> _DIRECTIONS FOR THIS TASK_
These records must be written out again exactly.

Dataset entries
%%
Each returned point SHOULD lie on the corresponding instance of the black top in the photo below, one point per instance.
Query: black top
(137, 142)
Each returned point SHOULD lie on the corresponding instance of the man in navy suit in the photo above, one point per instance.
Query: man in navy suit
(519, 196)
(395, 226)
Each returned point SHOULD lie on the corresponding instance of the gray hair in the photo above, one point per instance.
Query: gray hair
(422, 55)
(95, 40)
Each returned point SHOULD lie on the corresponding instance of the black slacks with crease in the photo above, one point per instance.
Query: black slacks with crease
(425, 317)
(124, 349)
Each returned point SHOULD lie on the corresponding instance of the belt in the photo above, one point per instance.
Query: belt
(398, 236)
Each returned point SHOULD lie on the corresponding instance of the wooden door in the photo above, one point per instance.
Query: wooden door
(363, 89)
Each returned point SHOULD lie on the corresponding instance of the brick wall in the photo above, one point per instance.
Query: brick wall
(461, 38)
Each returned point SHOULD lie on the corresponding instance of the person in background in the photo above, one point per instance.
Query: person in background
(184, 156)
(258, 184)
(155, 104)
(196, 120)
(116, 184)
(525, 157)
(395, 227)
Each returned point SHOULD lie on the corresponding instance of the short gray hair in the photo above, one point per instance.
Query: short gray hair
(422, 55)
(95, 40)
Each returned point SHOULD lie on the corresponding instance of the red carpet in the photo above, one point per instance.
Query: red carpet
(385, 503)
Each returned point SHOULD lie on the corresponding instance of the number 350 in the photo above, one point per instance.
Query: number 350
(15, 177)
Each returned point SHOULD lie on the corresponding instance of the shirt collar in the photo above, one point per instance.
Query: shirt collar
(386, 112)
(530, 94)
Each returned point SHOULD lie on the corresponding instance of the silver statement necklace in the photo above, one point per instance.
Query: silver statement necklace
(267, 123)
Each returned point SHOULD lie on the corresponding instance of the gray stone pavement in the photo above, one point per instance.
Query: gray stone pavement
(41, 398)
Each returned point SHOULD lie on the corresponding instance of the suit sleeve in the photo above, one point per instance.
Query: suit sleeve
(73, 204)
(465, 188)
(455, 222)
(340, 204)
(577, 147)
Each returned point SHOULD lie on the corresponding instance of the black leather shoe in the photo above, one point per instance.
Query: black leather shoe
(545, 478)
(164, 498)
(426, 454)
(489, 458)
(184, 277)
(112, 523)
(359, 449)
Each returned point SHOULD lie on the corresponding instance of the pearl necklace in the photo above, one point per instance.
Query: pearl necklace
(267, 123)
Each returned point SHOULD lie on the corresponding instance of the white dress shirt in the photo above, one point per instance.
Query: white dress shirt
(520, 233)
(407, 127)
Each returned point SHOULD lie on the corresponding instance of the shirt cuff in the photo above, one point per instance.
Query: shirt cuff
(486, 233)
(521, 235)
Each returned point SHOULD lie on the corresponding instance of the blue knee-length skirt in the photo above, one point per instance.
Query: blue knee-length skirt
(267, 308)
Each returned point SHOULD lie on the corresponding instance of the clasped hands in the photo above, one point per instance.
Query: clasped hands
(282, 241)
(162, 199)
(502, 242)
%%
> _SOLUTION FOR THIS PROBLEM_
Each returned point SHOULD lie on the corresponding instance of the black top in the photo below, one point per instance.
Query: black top
(137, 142)
Each returned point SHOULD lie on the corresponding instance of the man in navy suit in the photo above, one point per instance.
Query: man in navy suit
(519, 196)
(395, 226)
Each returned point SHOULD lie on the corresponding instance of the gray hair in the photo above, one point per instance.
Query: gray hair
(422, 55)
(95, 40)
Each returned point SHOULD lie on the corresponding instance of the black slacks with crease in the photo above, one point per instance.
Query: black slacks with crease
(425, 317)
(124, 349)
Each returned point SHOULD lie on the corresponding instance of the belt in the photo above, one point per instance.
Query: belt
(398, 236)
Each returned point SHOULD lie on the corresponding instance of the wooden door in the photo above, one point per instance.
Query: wooden door
(363, 89)
Each returned point SHOULD lie on the corresponding instance of the brick wall in the photo above, one point per instance.
Query: brick wall
(461, 38)
Each returned point SHOULD lie on the corresponding instance of the person in background in the photo above, one point per instance.
Query: person in background
(184, 156)
(258, 184)
(155, 104)
(196, 120)
(116, 184)
(525, 157)
(395, 227)
Each returned point SHOULD lie on the corresponding instance of the short gray hair in the photo above, one point per instance.
Query: short gray hair
(422, 55)
(95, 40)
Each returned point SHOULD lie on the corresponding instance of the red carpet in the photo above, one point per instance.
Query: red carpet
(385, 503)
Each returned point SHOULD lie on the corresponding instance of the number 350 in the photo above, one point per instance.
Query: number 350
(15, 177)
Each returned point SHOULD lie on the corresponding instance of the shirt collar in the photo above, one point per instance.
Query: shirt collar
(386, 112)
(530, 94)
Each returned point SHOULD lie on the corresponding instance of the silver statement necklace in the photo above, one point per instance.
Query: silver statement necklace
(267, 123)
Each returned point SHOULD lie on the corresponding instance of the gray stone pavement in the photo above, one point per instance.
Query: gray stone pavement
(41, 398)
Each returned point SHOULD lie on the corresponding instance of the suit sleeve in the photo above, one point per instance.
Query: suit sleeve
(73, 204)
(465, 188)
(455, 222)
(340, 204)
(577, 147)
Each returned point SHOULD lie on the corresponding instance of the black leather shoe in the photo above, one point per instance.
Query: black leather shoe
(545, 478)
(164, 498)
(426, 454)
(489, 458)
(184, 277)
(112, 523)
(359, 449)
Each returned point SHOULD lie on the corresponding instance of the pearl necklace in the photo above, one point per instance.
Query: pearl necklace
(267, 123)
Each returned point SHOULD lie on the corresponding instance of the white dress shirt in the photo above, one point per instance.
Query: white dress shirt
(520, 233)
(407, 127)
Each returned point SHOULD lie on the corresponding instance of the shirt cuff in the photo above, one point per instance.
Query: shirt cuff
(486, 233)
(521, 235)
Each returned point SHOULD lie on the corresponding instance of the blue knee-length skirt in the photo above, one point per instance.
Query: blue knee-length skirt
(267, 308)
Each returned point SHOULD lie on the corresponding instance of the clasped hands in the photo above, one point per instance.
Query: clasped hands
(282, 241)
(162, 199)
(502, 242)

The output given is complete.